[Begin]
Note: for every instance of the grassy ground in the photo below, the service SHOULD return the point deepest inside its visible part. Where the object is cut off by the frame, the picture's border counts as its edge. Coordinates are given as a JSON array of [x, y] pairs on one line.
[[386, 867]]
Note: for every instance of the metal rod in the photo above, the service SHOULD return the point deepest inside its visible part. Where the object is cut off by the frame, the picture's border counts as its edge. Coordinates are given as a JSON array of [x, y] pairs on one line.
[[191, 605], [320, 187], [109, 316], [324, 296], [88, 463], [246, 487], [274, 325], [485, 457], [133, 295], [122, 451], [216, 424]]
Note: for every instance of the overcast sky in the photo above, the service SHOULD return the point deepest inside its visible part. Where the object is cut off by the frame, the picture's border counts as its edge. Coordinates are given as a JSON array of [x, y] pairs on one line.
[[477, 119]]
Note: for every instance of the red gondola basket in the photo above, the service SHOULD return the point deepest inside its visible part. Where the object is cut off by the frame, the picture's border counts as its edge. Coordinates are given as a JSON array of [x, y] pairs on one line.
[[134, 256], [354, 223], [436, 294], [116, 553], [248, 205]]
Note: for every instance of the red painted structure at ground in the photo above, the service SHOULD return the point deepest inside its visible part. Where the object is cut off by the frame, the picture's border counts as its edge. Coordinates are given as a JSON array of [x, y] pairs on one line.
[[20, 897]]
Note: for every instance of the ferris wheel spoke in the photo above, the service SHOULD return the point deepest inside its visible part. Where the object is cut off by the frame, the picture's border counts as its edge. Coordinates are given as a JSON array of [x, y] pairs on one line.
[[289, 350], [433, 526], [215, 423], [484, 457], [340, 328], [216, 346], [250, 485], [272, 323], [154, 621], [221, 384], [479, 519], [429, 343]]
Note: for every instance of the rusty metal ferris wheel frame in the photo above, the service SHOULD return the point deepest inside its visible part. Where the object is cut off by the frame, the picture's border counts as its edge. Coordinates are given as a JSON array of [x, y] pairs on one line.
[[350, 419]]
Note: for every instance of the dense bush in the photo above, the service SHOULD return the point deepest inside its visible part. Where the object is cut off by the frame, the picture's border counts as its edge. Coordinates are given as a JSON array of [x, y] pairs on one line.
[End]
Update the lines from the first one through the line that contains "[[20, 897]]", replacing "overcast sky" with "cloudy sky" and leaving everything else unchanged.

Note: for every instance of the grassy ground in the photo below, the service SHOULD return the point deepest inside its visible part. Where the object is cut off by the frame, the picture's border counts as its edge. Coordinates are given as a JSON array of [x, y] pairs on one line.
[[386, 867]]
Note: for every instance of the metal rod in the photo above, the service SHOULD return the point deepest inside its visible part. Where the object is cut off by the frame, the picture's border counts as its edge. Coordinates are given as a JSON array of [x, y] pairs on one line.
[[191, 605], [320, 187], [109, 316], [324, 296], [88, 463], [246, 487], [274, 325], [485, 457], [133, 295], [122, 451], [216, 424]]
Note: for every instance of the cloudy sky in the photo above, the service SHOULD return the point deepest inside its visible part. Where the object is cut off by the frame, the picture's border counts as its edge. Coordinates are given as a JSON array of [x, y] pairs on one line.
[[477, 119]]
Note: for every instance of the red gondola basket in the photo above, the service SHOULD return the point deepest inside its visible part. Where the object is cut off by the frame, the picture's border counts as its edge. Coordinates are given as a JSON array of [x, y] pairs on one line.
[[134, 256], [354, 223], [436, 294], [116, 553], [248, 205]]
Note: for every instance of the red painted structure at ground in the photo above, the service SHOULD return the point deepest inside its visible part. Where the object is cut off by the frame, the picture's border counts as its edge. Coordinates are given as a JSON array of [x, y] pairs on one line.
[[20, 897]]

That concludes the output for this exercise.